- What you have to do -
Reproduce the part of the Metadata interview below that falls between "Gil Allouche is" and "to the marketplace?", inclusive.

- Selection -
────────────────────────────────────────

Gil Allouche is a tech entrepreneur whose passion for artificial intelligence (AI), big data, and growth marketing led him to start Metadata in May 2015. As the Founder and CEO of Metadata, Gil prides himself on building a customer-first company. He is part of an ambitious team that is committed to solving a major problem that B2B marketing and sales professionals face — generating qualified, opt-in leads. Prior to Metadata, he ran marketing for Karmasphere (now FICO), Qubole and Silver Spotfire (now TIBCO).

Could you explain a little bit more about what Metadata brings to the marketplace?

Metadata is a technology software company in San Francisco. We are disrupting the B2B marketing space. We automate the marketing operations role with automation and AI. There are many tools in the B2B marketing space for tag management and email marketing automation and advertising and data vendors, etc. What Metadata does is connect all of those tools together, learn what worked and what didn’t work, and then orchestrate operations from within those technologies using an API, so that people don’t have to log in every morning and manually operate those tools. That’s the big vision.

Today we connect about 40 different tools in paid media and do anything from sourcing audiences to getting all of their PIIs and cookies, etc. Then, we execute campaigns on social media, retarget, and optimize all of those campaigns automatically using KPIs from Salesforce and market automation from the customers. We have about 60 customers. Some of them are enterprise and some of them are mid-market and startups.

Can you tell me a little more about your background before you started your startup?

────────────────────────────────────────

- Raw data -

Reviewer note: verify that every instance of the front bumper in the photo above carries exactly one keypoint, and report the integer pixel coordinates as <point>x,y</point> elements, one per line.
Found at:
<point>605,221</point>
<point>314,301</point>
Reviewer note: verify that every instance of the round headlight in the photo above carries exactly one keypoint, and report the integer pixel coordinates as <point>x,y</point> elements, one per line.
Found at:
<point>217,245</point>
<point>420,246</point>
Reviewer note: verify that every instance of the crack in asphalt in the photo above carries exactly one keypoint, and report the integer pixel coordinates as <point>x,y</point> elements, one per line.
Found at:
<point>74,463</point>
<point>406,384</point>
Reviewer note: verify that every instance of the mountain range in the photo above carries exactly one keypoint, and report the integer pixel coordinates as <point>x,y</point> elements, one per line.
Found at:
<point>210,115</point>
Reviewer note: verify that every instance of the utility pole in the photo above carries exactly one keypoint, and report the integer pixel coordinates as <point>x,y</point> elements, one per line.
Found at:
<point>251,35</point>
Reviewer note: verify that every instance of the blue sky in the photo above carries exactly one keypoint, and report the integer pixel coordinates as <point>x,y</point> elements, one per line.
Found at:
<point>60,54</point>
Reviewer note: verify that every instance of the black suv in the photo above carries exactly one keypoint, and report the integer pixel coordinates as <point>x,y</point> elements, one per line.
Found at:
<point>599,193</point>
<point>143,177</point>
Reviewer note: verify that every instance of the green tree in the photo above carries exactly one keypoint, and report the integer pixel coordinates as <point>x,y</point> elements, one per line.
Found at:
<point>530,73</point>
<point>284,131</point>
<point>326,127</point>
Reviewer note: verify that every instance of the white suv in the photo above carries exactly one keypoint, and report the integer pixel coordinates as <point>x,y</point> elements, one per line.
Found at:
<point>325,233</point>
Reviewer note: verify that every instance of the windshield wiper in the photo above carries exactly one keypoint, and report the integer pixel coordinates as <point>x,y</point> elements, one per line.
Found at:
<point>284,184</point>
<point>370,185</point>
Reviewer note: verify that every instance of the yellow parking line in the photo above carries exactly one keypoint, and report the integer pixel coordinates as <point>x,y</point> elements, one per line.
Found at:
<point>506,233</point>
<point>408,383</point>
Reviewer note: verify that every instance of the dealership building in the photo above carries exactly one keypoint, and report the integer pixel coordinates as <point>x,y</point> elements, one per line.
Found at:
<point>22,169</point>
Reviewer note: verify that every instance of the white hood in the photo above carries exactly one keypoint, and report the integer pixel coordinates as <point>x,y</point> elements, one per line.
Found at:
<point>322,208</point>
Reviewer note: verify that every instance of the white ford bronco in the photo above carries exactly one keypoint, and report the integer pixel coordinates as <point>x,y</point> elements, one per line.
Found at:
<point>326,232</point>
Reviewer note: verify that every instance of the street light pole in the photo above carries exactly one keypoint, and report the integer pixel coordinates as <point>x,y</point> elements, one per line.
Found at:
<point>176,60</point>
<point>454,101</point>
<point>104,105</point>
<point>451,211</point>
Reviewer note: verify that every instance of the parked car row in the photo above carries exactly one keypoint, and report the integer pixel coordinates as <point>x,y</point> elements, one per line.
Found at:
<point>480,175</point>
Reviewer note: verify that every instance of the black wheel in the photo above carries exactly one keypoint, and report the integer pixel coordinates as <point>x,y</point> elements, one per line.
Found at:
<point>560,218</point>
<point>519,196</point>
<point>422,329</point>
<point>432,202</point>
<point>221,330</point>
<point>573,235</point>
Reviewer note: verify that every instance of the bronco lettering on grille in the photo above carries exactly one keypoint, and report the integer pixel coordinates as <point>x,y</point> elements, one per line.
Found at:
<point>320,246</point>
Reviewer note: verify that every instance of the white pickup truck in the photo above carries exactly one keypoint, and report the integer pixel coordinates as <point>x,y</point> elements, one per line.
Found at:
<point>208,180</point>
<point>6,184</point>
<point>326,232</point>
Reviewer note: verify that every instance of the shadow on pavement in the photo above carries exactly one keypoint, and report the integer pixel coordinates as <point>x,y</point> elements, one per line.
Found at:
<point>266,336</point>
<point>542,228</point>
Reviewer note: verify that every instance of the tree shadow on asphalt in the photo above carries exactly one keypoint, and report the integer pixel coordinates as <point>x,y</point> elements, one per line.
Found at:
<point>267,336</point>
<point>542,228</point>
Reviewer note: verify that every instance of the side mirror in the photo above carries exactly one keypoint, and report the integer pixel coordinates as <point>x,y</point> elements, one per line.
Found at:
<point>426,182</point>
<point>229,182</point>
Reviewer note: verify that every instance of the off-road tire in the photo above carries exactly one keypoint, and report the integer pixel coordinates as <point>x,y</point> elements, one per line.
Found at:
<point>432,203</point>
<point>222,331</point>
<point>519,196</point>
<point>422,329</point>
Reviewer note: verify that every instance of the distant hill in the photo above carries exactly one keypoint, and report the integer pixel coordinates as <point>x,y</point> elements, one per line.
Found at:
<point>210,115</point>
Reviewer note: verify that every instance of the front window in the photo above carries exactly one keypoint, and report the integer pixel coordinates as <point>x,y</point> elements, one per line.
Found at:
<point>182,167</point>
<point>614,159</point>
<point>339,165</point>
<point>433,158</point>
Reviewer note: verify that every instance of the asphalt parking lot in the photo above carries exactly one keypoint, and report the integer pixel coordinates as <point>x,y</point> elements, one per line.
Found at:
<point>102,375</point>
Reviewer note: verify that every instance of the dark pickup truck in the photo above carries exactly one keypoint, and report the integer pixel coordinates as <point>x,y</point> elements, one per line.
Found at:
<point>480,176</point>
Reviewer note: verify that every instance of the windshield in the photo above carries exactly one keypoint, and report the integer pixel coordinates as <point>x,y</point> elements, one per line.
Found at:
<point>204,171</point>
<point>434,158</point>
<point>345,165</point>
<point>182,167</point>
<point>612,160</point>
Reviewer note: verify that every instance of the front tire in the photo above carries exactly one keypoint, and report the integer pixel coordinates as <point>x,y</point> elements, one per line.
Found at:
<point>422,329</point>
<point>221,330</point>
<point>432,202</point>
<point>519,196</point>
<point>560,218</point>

────────────────────────────────────────

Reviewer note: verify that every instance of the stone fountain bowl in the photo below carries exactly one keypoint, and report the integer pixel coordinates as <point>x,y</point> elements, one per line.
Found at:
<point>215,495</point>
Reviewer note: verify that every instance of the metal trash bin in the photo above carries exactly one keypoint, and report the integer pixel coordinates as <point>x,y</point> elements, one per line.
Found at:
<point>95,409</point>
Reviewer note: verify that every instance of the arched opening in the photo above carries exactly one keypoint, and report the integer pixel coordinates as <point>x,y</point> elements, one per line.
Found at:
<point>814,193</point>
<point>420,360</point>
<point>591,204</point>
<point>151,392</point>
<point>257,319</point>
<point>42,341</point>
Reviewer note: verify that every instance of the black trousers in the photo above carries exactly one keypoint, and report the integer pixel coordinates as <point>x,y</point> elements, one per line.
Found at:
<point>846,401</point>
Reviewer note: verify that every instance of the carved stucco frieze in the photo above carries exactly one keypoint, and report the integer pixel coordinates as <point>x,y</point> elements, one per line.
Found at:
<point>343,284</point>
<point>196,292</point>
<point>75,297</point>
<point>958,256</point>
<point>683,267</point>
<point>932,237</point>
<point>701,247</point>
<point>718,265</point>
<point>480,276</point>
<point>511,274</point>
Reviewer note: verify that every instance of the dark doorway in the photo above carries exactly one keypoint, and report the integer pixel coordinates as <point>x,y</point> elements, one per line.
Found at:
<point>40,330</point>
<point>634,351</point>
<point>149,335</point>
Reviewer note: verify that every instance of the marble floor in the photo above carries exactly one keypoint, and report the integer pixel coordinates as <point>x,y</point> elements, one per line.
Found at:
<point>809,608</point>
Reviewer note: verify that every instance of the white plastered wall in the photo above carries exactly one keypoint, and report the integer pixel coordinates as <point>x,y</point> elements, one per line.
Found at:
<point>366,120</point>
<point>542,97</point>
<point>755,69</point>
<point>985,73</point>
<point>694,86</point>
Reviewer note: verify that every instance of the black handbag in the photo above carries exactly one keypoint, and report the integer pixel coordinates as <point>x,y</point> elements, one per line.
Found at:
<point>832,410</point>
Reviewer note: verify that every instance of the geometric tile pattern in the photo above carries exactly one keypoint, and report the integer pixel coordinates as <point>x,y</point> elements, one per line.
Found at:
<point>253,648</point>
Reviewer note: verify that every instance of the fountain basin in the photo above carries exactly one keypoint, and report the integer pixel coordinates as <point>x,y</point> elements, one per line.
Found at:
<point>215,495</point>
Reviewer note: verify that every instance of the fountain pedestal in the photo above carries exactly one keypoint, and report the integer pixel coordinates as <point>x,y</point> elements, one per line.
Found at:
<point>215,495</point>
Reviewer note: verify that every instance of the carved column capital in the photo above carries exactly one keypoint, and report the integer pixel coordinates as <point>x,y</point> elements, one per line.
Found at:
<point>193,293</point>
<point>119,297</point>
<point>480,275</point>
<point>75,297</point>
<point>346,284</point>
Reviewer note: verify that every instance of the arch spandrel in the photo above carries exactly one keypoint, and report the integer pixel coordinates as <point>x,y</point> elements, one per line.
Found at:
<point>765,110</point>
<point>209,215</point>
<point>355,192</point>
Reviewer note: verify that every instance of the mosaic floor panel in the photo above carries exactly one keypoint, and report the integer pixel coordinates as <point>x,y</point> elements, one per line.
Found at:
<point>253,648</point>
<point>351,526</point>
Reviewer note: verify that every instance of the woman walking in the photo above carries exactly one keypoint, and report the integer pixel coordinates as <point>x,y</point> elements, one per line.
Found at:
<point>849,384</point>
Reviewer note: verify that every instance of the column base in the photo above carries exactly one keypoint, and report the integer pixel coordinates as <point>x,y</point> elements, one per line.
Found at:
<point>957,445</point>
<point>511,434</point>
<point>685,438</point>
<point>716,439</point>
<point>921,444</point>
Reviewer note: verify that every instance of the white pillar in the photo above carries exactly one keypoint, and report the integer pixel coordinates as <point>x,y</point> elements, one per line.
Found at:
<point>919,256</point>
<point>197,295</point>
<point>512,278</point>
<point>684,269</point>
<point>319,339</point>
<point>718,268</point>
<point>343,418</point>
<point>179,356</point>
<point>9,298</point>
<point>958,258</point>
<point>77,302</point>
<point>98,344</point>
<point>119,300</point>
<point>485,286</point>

────────────────────────────────────────

- Solved exercise -
Gil Allouche is a tech entrepreneur whose passion for artificial intelligence (AI), big data, and growth marketing led him to start Metadata in May 2015. As the Founder and CEO of Metadata, Gil prides himself on building a customer-first company. He is part of an ambitious team that is committed to solving a major problem that B2B marketing and sales professionals face — generating qualified, opt-in leads. Prior to Metadata, he ran marketing for Karmasphere (now FICO), Qubole and Silver Spotfire (now TIBCO).

Could you explain a little bit more about what Metadata brings to the marketplace?